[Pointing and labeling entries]
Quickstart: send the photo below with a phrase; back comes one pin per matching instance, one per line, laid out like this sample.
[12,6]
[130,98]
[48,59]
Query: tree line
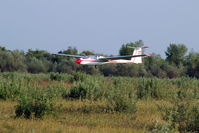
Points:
[178,62]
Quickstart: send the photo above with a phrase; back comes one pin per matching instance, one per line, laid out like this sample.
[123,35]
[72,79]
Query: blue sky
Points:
[101,26]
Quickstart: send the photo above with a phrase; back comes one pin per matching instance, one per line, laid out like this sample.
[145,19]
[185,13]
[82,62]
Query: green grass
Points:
[85,103]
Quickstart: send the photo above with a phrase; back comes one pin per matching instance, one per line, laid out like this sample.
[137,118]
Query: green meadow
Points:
[78,103]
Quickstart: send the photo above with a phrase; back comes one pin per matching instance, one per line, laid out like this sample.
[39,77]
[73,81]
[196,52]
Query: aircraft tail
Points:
[138,51]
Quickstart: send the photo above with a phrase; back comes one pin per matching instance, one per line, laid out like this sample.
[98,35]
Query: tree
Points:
[176,54]
[192,64]
[125,50]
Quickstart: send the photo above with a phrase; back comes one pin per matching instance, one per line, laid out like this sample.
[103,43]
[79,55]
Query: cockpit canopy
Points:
[92,57]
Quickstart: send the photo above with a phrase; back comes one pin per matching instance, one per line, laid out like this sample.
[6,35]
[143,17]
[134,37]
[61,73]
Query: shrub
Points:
[78,76]
[121,103]
[82,90]
[59,77]
[9,90]
[149,88]
[182,116]
[36,105]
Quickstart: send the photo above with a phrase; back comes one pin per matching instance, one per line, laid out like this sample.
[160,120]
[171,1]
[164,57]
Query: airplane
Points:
[136,58]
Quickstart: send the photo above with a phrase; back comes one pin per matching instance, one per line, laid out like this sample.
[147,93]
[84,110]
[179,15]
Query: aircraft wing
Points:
[69,55]
[122,57]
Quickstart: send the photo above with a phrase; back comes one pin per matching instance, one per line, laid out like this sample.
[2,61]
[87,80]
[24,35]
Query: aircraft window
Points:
[85,57]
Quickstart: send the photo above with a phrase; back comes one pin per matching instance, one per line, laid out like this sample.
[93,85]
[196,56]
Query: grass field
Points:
[83,103]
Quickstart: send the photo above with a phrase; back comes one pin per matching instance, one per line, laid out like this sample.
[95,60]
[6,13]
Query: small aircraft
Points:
[136,58]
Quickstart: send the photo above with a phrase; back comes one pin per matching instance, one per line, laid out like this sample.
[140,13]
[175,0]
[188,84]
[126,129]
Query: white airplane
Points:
[136,58]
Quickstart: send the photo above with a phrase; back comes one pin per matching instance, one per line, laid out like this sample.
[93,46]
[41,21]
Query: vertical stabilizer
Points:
[137,51]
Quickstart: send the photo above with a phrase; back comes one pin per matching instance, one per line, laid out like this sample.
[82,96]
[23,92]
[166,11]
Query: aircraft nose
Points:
[78,61]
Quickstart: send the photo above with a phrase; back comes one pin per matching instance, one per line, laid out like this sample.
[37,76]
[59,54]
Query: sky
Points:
[101,26]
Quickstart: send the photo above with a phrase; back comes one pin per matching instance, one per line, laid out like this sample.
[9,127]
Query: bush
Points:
[9,90]
[78,76]
[58,77]
[82,90]
[120,103]
[149,88]
[36,105]
[181,116]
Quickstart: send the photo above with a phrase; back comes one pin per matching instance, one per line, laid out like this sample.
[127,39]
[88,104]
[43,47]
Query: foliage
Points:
[182,116]
[37,104]
[176,54]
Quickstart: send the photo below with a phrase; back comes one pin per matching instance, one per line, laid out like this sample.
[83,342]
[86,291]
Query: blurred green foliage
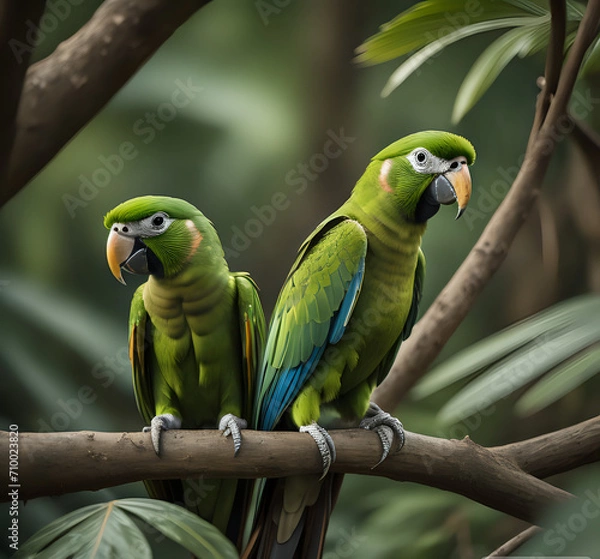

*Problem to solve*. List each line of the records above that contains the word "green", copying every such line in full.

*Problem solution*.
Query: green grass
Query: green meadow
Query: blurred green foliage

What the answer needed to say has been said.